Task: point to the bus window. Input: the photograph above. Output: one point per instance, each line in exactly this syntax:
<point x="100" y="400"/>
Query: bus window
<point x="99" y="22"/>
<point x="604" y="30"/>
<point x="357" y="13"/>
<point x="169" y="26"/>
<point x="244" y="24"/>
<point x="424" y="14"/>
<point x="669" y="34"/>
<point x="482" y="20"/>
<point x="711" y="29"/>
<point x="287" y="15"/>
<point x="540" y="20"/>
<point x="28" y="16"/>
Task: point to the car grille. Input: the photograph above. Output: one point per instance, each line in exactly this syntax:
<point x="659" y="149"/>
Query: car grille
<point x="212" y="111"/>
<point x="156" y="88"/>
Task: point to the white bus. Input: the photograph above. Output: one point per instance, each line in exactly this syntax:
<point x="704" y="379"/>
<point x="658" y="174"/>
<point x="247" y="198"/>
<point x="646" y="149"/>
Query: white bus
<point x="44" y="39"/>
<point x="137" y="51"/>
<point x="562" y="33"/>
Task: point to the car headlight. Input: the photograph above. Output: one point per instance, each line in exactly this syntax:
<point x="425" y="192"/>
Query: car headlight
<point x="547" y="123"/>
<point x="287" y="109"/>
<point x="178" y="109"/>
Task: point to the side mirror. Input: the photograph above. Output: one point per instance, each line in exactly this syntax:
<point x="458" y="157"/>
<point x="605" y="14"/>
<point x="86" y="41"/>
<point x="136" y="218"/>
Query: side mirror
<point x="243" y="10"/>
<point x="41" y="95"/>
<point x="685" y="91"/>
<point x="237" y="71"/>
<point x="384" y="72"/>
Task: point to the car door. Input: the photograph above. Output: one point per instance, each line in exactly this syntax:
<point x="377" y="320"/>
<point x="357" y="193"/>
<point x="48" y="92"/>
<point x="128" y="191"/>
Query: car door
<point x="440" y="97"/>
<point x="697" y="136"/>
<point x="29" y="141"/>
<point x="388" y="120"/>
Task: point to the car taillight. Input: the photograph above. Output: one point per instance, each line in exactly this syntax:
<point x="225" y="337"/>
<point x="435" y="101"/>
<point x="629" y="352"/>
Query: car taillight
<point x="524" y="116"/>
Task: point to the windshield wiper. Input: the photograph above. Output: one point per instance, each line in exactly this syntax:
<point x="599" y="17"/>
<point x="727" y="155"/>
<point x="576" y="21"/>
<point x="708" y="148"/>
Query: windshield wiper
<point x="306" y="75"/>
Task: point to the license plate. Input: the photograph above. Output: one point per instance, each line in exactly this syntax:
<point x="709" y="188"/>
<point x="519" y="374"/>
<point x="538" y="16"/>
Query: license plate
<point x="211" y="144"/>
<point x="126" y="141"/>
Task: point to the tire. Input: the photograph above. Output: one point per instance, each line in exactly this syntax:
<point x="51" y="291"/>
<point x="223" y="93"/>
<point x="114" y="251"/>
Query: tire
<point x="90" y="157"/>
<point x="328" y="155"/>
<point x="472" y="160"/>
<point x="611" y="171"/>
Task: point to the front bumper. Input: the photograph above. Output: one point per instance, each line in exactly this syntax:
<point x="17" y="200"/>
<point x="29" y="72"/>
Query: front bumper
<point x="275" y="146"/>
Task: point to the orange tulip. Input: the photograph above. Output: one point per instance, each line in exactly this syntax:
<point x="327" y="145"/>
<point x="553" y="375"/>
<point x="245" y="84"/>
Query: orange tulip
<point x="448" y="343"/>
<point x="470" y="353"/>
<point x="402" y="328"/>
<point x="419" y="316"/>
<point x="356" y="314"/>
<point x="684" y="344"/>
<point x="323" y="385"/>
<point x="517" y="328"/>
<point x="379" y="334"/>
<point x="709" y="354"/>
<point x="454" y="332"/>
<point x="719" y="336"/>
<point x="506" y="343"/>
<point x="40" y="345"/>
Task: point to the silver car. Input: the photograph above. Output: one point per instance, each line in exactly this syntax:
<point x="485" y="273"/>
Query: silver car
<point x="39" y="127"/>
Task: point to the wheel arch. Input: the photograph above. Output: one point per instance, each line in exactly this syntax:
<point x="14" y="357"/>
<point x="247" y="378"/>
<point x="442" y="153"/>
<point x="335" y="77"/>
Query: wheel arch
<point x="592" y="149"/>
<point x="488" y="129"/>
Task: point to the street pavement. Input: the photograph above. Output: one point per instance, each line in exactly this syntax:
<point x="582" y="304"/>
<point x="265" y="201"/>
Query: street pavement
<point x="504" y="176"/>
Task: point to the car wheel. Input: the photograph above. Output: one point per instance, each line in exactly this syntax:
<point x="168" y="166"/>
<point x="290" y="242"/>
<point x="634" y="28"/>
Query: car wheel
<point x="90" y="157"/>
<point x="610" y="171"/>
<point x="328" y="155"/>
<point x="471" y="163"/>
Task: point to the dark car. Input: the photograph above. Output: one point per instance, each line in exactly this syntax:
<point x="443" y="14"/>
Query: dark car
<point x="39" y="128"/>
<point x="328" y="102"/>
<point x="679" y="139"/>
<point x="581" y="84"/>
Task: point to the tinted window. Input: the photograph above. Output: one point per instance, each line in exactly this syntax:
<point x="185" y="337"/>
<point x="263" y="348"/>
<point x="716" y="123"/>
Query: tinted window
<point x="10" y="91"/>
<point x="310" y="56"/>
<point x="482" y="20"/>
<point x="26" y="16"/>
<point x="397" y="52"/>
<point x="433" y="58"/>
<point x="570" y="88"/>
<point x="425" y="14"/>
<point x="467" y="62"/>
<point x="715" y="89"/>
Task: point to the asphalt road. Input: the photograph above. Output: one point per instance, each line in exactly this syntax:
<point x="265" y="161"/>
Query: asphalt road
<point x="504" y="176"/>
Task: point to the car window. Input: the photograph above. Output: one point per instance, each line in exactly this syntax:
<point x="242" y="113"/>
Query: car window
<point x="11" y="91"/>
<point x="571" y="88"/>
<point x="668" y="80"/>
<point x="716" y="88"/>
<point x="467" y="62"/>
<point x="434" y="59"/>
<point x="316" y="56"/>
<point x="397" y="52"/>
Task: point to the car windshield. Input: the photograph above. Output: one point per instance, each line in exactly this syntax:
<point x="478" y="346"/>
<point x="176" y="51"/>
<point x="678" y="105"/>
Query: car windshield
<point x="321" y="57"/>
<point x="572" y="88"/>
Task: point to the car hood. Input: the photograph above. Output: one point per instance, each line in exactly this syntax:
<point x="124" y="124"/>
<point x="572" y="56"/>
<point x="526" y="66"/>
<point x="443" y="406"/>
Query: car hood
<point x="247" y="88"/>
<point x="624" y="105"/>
***
**作業内容**
上の行のうち、「Task: point to the side」を含む行から「Query: side mirror」を含む行までを、両端の行も含めて一字一句変えずに書き写してください。

**想定解答**
Task: point to the side mirror. Input: the photograph above. Output: one point per instance, each line in exactly this syntax:
<point x="458" y="157"/>
<point x="605" y="14"/>
<point x="86" y="41"/>
<point x="136" y="218"/>
Query: side mirror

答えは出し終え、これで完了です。